## Consigne
Répondez à ces questions à partir du texte sur Théobald Friedeborn.
1. Que dépose Théobald à terre en s'avançant ?
2. Quel âge a Catherine, la fille de Théobald ?
3. De quoi le plaignant accuse-t-il le Comte Wetter von Strahl ?

## Texte de lecture
= = =

Théobald Friedeborn s’avance face à nous, dépose son chapeau à terre, visiblement craintif. La voix qui lui répond, sortant de nulle part, derrière le public, pourrait être celle d’une puissance surnaturelle, et cette origine présumée ne disparaît pas totalement même lorsqu’il devient clair que c’est à un tribunal que Théobald fait face. Ou à une assemblée secrète. Un invisible groupe qui a le pouvoir de juger. On ne sait pas vraiment, plongés que nous sommes au milieu d’une forêt sombre, et les accusations de sorcellerie que le plaignant dirige contre le Comte Wetter von Strahl feraient plutôt pencher pour un conseil de druides dotés de pouvoirs magiques. Le comte aurait séduit Catherine, la fille de Théobald, une enfant de quinze ans chez qui rien ne laissait présager une telle folie ; il faut donc que le comte en soit le responsable (ou la cause ?). L’intrigue, qui porte bien son nom, se constitue peu à peu, au fur et à mesure que les questions de la voix organisent les accusations tantôt véhémentes, tantôt désemparées du digne et vieil homme. J’allais dire qu’elle se constitue peu à peu sous nos yeux : manifestation de la puissance magique de la parole et du pouvoir de l’hypotypose. It conjures up the whole story ; Théobald serait presque devenu conteur d’un récit fantastique.

= = =

Entrées de contours de formes

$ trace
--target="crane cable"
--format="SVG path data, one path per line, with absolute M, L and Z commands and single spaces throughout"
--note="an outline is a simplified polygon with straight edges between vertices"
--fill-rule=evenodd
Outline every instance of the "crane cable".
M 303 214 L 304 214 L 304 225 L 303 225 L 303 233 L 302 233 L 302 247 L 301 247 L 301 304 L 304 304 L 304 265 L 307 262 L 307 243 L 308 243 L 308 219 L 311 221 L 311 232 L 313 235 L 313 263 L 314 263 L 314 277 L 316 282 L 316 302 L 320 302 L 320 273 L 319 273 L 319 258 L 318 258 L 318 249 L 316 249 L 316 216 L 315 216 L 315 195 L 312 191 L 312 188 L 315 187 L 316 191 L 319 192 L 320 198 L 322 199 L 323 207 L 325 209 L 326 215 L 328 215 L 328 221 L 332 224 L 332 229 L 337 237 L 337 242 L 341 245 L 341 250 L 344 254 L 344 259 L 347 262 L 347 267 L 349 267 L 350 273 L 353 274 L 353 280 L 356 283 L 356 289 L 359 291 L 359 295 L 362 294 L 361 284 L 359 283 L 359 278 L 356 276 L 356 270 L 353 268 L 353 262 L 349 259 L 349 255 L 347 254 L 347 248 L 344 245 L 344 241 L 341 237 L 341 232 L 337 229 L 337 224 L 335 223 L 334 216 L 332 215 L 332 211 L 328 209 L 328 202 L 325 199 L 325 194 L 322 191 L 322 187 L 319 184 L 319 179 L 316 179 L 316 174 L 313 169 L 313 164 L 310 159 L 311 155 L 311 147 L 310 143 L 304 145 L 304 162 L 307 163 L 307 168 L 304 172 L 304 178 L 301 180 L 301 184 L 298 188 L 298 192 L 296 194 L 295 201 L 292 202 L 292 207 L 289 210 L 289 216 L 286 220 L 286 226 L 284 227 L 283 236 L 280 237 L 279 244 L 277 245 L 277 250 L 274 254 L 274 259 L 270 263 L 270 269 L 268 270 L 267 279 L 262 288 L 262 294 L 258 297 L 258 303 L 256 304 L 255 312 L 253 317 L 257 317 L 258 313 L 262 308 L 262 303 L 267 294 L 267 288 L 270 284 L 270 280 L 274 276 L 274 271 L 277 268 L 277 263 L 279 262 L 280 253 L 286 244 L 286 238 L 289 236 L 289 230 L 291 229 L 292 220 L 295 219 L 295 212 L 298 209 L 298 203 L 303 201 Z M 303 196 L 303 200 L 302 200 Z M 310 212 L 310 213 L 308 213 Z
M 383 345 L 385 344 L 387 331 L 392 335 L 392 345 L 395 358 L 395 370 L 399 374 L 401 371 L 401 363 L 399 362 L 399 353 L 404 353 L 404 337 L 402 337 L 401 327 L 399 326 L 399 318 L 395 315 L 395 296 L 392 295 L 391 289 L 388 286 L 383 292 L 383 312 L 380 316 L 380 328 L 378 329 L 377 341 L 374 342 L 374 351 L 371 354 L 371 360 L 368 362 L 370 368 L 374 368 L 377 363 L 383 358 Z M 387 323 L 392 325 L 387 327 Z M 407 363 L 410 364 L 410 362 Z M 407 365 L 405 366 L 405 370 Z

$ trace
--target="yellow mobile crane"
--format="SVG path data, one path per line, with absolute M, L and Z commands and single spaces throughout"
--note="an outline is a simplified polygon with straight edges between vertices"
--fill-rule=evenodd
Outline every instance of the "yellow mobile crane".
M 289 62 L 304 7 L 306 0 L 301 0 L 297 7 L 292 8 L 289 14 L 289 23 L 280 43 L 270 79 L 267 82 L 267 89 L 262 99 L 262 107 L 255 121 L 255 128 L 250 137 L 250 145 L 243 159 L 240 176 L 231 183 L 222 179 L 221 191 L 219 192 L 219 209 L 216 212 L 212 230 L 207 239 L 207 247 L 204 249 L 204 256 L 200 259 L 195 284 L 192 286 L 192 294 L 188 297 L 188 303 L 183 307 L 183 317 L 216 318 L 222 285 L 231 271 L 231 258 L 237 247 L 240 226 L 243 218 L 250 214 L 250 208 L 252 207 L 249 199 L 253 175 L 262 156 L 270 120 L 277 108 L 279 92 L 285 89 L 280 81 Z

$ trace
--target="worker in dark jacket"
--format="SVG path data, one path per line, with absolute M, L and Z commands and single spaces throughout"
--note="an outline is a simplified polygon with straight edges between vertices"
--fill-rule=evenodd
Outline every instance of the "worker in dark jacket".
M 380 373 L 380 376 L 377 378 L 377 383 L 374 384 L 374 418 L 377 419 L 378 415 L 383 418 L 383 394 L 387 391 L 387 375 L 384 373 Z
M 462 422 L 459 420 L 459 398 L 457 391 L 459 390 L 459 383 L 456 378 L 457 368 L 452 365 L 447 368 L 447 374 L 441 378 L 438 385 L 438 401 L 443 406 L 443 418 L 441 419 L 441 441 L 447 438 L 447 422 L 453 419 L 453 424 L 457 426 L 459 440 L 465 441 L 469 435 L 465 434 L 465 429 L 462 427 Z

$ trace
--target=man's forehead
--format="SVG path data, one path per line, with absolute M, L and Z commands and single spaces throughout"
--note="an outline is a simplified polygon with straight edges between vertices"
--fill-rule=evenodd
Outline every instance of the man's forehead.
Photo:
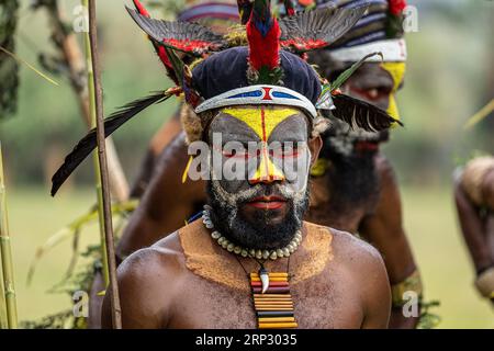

= = =

## Réponse
1. Son chapeau.
2. Quinze ans.
3. De sorcellerie.